> REQUIREMENT
Only the lines from the one containing "outline: wooden pole" through the end of the data below should be copied, each exactly as written and with both ends kept.

## Start

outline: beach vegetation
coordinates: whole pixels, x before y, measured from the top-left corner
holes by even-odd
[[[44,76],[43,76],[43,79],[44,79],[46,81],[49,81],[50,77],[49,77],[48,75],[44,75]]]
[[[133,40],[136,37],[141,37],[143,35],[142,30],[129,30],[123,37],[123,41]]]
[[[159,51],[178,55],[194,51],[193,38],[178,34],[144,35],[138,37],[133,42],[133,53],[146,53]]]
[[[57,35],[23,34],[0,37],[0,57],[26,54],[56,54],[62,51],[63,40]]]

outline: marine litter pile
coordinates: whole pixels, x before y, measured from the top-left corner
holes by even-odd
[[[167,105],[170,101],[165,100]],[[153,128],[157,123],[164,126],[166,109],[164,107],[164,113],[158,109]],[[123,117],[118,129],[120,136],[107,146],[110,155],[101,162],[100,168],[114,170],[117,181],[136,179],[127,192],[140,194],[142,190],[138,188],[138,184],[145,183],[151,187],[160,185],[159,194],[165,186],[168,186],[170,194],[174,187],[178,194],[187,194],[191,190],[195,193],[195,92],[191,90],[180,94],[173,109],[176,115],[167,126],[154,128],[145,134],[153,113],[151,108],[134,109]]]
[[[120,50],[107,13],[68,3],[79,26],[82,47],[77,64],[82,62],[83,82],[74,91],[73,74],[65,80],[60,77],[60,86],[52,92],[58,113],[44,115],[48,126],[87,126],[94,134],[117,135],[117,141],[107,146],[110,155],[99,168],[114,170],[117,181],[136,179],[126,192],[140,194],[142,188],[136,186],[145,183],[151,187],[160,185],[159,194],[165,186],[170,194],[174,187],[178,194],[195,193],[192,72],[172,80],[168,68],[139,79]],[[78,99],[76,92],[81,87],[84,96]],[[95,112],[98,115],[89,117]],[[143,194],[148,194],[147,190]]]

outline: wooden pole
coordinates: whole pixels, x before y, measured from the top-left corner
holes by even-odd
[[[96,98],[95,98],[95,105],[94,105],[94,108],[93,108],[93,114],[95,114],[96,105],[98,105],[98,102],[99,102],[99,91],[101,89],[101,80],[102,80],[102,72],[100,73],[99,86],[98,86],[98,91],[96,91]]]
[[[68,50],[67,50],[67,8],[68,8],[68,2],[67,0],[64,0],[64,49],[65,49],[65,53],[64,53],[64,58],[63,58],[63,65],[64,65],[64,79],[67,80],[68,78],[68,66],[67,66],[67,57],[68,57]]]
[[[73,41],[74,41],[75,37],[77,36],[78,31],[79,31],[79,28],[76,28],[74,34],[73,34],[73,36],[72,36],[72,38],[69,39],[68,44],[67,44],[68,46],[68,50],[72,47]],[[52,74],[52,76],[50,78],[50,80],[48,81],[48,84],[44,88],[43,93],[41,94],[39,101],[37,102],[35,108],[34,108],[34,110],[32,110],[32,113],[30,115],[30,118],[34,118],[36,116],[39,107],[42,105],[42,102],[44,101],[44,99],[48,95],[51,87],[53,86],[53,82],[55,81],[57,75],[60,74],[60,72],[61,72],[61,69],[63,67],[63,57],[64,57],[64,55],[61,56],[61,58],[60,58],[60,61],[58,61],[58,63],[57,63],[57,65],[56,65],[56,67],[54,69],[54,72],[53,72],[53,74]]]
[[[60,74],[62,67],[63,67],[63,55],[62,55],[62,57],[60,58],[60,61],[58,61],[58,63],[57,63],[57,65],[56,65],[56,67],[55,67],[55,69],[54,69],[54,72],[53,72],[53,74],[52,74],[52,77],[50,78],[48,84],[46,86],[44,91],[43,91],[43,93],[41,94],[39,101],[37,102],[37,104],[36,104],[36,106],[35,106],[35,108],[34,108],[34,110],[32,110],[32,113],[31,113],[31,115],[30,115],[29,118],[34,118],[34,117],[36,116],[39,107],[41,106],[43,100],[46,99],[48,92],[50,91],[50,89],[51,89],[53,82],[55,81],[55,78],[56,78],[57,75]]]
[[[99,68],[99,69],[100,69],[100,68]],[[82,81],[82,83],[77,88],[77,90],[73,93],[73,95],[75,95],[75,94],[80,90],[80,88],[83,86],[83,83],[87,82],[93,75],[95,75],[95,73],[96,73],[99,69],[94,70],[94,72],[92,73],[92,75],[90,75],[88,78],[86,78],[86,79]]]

## End

> TASK SOLUTION
outline: wooden pole
coordinates: whole pixels, x before y, measured from the top-left corner
holes by even-odd
[[[96,98],[95,98],[95,105],[94,105],[94,108],[93,108],[93,114],[95,114],[96,105],[98,105],[98,102],[99,102],[99,91],[101,89],[101,80],[102,80],[102,72],[100,73],[99,86],[98,86],[98,91],[96,91]]]
[[[68,50],[67,50],[67,8],[68,8],[68,2],[67,0],[64,0],[64,49],[65,49],[65,53],[64,53],[64,58],[63,58],[63,65],[64,65],[64,79],[67,80],[68,78],[68,66],[67,66],[67,57],[68,57]]]
[[[73,41],[74,41],[75,37],[77,36],[78,31],[79,31],[79,28],[76,28],[74,34],[73,34],[73,36],[72,36],[72,38],[69,39],[68,44],[67,44],[68,46],[68,50],[72,47]],[[52,74],[52,76],[50,78],[50,80],[48,81],[48,84],[44,88],[43,93],[41,94],[39,101],[37,102],[35,108],[34,108],[34,110],[32,110],[32,113],[30,115],[30,118],[34,118],[36,116],[39,107],[42,105],[42,102],[44,101],[44,99],[48,95],[51,87],[53,86],[53,82],[55,81],[57,75],[60,74],[60,72],[61,72],[61,69],[63,67],[63,57],[64,57],[64,55],[61,56],[61,58],[60,58],[60,61],[58,61],[58,63],[57,63],[57,65],[56,65],[56,67],[54,69],[54,72],[53,72],[53,74]]]
[[[60,74],[62,67],[63,67],[63,55],[62,55],[62,57],[60,58],[60,61],[58,61],[58,63],[57,63],[57,65],[56,65],[56,67],[55,67],[55,69],[54,69],[54,72],[53,72],[53,74],[52,74],[52,77],[50,78],[48,84],[46,86],[44,91],[43,91],[43,93],[41,94],[39,101],[37,102],[37,104],[36,104],[36,106],[35,106],[35,108],[34,108],[34,110],[32,110],[32,113],[31,113],[31,115],[30,115],[29,118],[34,118],[34,117],[36,116],[39,107],[41,106],[43,100],[46,99],[48,92],[50,91],[50,89],[51,89],[53,82],[55,81],[55,78],[56,78],[57,75]]]
[[[99,68],[99,69],[100,69],[100,68]],[[82,81],[82,83],[77,88],[77,90],[73,93],[73,95],[75,95],[75,94],[80,90],[80,88],[83,86],[83,83],[87,82],[93,75],[95,75],[95,73],[96,73],[99,69],[94,70],[94,72],[92,73],[92,75],[90,75],[88,78],[86,78],[86,79]]]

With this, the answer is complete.